### SEITENAUSSCHNITT

Ursula Böhme wird eine Art Mittlerrolle übernehmen: Sie sucht Bezieher von Arbeitslosengeld (Alg) II (gemeinhin als Hartz-IV-Empfänger bekannt) zu Hause auf, um sie vom Sofa zu holen und aus ihrer Lethargie zu reißen.

Langzeitarbeitslose reden bei der Vermittlung mit

© Frank Riegler

Auf solche Maßnahmen haben sich die rund 100 Teilnehmer der ersten Arbeitsmarktkonferenz im Rathaus verständigt. Das Konzept wird bei jährlichen Treffen auf seine Fortschritte hin überprüft, erklären Sozialbürgermeisterin Elisabeth Preuß (FDP) und "Ratschlag"-Sprecher und DGB-Chef, Wolfgang Niclas.

######
### EXTRAHIERTE EINTRÄGE

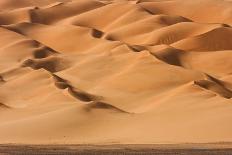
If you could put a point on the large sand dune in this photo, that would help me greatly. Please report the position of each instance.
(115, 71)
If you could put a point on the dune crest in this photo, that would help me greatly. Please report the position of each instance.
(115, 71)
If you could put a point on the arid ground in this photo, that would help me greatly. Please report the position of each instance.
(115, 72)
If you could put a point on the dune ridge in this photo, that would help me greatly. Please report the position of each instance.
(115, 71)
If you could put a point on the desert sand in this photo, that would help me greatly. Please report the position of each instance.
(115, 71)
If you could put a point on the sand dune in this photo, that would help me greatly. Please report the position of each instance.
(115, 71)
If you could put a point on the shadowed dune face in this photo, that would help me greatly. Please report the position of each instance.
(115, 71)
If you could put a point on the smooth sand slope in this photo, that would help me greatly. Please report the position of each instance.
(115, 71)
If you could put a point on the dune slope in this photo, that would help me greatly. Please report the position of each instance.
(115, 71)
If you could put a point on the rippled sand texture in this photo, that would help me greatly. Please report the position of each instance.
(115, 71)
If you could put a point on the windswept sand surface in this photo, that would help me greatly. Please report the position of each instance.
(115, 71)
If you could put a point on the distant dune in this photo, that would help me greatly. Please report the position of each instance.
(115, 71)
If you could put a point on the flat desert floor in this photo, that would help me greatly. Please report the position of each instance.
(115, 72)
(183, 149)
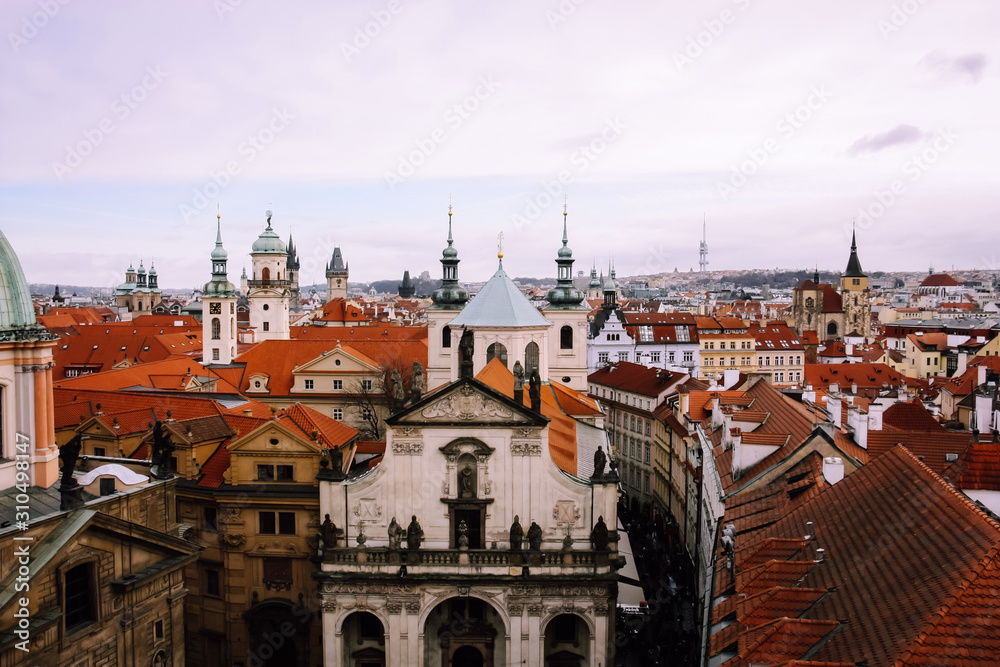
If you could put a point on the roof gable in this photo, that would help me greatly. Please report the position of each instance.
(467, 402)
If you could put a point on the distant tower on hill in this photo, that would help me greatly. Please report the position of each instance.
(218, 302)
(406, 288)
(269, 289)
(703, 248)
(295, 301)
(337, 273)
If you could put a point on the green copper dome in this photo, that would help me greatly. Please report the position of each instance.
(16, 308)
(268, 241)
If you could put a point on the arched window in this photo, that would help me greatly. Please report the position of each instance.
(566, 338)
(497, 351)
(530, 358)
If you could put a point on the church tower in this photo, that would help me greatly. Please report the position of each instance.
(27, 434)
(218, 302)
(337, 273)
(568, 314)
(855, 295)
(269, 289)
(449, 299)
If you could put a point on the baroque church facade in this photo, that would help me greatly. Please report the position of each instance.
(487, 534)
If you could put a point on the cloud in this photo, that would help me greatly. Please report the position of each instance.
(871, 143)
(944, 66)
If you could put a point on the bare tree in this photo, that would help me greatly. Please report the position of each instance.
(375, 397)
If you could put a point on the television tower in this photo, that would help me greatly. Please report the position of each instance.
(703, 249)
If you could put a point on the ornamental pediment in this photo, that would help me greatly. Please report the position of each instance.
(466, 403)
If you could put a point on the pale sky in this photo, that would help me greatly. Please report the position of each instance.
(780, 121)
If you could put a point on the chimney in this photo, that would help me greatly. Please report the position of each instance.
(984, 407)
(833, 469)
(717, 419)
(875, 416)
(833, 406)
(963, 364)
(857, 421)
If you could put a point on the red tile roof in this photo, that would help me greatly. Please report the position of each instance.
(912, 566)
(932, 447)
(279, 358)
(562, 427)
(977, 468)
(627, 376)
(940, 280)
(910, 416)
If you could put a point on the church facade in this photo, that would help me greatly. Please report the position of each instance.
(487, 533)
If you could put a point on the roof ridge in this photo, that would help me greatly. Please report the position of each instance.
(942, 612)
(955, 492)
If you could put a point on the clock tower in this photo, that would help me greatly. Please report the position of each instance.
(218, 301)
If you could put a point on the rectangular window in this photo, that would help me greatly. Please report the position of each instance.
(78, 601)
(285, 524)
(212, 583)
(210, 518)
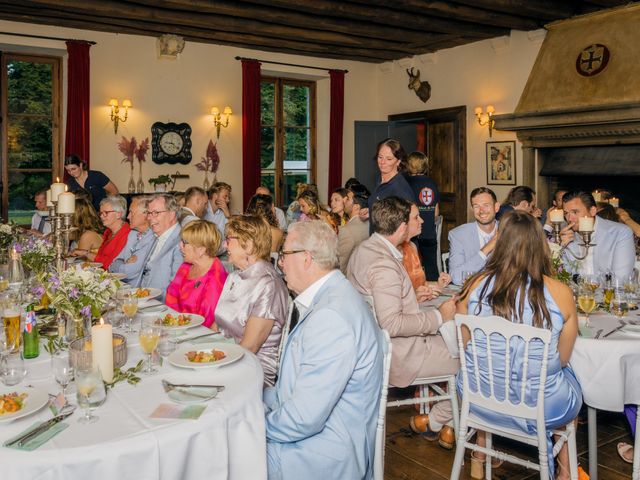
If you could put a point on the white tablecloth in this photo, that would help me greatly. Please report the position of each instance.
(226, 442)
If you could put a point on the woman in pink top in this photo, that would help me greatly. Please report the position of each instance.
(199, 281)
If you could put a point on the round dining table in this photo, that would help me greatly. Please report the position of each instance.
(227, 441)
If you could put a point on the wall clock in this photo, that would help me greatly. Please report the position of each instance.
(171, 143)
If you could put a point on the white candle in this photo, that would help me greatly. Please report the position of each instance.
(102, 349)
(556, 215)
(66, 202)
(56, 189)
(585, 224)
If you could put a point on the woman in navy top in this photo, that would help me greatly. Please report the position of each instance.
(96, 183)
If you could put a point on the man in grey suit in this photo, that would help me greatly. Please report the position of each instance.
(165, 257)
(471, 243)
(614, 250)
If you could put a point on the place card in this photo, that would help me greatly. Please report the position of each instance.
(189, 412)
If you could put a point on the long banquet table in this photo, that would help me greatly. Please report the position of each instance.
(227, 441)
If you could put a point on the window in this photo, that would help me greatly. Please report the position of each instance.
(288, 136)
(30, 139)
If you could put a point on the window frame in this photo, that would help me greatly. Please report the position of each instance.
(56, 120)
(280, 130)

######

- **AUFGABE**:
Beantworte anhand des Seitenausschnitts folgende Fragen:
1. Wen sucht Ursula Böhme zu Hause auf?
2. Wie viele Teilnehmer hatte die erste Arbeitsmarktkonferenz im Rathaus?
3. In welchem Rhythmus wird das Konzept auf seine Fortschritte hin überprüft?

- **LÖSUNG DER AUFGABE**:
1. Sie sucht Bezieher von Arbeitslosengeld II auf, die gemeinhin als Hartz-IV-Empfänger bekannt sind.
2. Die Konferenz hatte rund 100 Teilnehmer.
3. Das Konzept wird bei jährlichen Treffen überprüft.